→ Texto de lectura:
◆ ◆ ◆ ◆

Juan Manuel Castañeda
Antes del alba, pasadas las tres de la mañana y entre algunas bombardas, el sonido del bombo convoca a los músicos. Suben al cerro Huajsapata, ubicado a unas pocas calles de la Plaza de Armas de Puno, caminando o en noctámbulos taxis. La ciudad está a orillas del lago navegable más alto del mundo. Ataviados con sendos ponchos de vicuña, abrigadoras bufandas y elegantes sombreros. Premunidos de zampoñas, en su cima entonaran potentes melodías telúricas frente al lago Titicaca, mucho antes aun que las luces del sol se abran paso en la obscuridad. Este rito musical se replica en muchos barrios o cerros circundantes de la ciudad y del lago.
Las albas o albazo se celebran en la madrugada del primero de febrero y se repiten a los ocho días, fecha comúnmente conocida como la octava. Constituye una parte crucial de la Festividad de la Virgen de la Candelaria de Puno. Luego del albazo se dará paso a la algarabía de los bailes que exhiben la fastuosidad de esta celebración con sus esmerados trajes. Esta fiesta ha sido declarada Patrimonio Mundial Inmaterial por la UNESCO, y aunque este año haya sido suspendida por motivos de emergencia global, su ausencia es una excusa poderosa para recordarla.
A pesar de las inclemencias meteorológicas, el impulso por subir a tocar, bailar o simplemente observar el nacimiento del amanecer acompañando esta fiesta son irresistibles. Por ello el frio, viento o la lluvia tupida no son un impedimento sino un aliciente más que promete enriquecer un momento irrepetible.

◆ ◆ ◆ ◆

→ Datos mostrados:
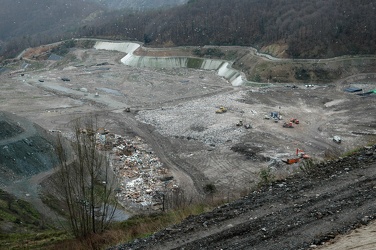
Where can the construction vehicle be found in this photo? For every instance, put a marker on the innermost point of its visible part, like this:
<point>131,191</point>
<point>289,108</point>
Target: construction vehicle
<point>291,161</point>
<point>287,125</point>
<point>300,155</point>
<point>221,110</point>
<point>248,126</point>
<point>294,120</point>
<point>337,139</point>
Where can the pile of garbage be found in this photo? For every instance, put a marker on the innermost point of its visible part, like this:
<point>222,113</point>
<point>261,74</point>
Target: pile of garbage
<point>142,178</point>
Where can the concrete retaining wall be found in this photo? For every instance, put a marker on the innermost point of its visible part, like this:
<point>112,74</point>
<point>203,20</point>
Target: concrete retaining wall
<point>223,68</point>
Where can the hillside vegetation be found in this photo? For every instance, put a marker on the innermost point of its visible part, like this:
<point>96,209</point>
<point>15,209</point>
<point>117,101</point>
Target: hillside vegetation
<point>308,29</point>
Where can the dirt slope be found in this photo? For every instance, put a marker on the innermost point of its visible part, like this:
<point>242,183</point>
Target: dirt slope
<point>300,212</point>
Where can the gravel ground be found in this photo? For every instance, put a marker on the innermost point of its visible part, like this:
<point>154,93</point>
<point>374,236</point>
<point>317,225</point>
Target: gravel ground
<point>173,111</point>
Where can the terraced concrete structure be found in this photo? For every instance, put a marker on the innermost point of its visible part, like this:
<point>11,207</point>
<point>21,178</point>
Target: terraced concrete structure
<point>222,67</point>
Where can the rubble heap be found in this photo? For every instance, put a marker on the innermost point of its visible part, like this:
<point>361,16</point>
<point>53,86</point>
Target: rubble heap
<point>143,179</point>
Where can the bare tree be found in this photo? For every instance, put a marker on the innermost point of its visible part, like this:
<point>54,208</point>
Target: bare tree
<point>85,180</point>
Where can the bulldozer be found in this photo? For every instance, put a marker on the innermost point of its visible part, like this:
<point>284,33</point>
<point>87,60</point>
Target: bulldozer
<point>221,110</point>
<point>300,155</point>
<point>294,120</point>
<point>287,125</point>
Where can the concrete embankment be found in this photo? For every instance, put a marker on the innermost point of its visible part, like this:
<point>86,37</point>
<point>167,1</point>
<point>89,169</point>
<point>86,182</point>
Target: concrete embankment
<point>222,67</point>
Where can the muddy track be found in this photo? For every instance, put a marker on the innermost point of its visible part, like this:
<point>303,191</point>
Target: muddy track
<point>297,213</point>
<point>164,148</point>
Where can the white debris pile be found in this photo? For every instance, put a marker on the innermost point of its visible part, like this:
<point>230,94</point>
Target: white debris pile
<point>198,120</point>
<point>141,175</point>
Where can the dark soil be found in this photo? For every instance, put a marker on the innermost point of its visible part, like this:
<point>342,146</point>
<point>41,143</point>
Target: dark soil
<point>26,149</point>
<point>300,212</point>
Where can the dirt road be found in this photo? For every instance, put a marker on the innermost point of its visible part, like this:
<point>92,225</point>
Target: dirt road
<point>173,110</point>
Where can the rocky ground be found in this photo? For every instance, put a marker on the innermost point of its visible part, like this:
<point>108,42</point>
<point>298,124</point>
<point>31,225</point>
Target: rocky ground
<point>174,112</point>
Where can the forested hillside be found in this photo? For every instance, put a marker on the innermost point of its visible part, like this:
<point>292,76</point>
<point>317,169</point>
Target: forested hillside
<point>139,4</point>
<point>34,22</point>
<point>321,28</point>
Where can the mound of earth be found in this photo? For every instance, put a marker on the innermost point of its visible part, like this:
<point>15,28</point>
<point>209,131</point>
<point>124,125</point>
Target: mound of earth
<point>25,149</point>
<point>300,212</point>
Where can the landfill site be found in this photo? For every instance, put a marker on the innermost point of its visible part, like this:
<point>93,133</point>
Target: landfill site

◆ ◆ ◆ ◆

→ Solicitud escrita 1: Copia de nuevo el tramo del texto de lectura que va desde "A pesar de las" hasta "un momento irrepetible.", y reemplaza "impulso" por "deseo".
→ Solicitud escrita 2: Cuenta cuántas líneas de los registros contienen la palabra "site", respetando mayúsculas y minúsculas, y responde solo con el número.
El texto de lectura y los registros no tienen relación entre sí.

→ Respuesta completa 1:
A pesar de las inclemencias meteorológicas, el deseo por subir a tocar, bailar o simplemente observar el nacimiento del amanecer acompañando esta fiesta son irresistibles. Por ello el frio, viento o la lluvia tupida no son un impedimento sino un aliciente más que promete enriquecer un momento irrepetible.

→ Respuesta completa 2: 2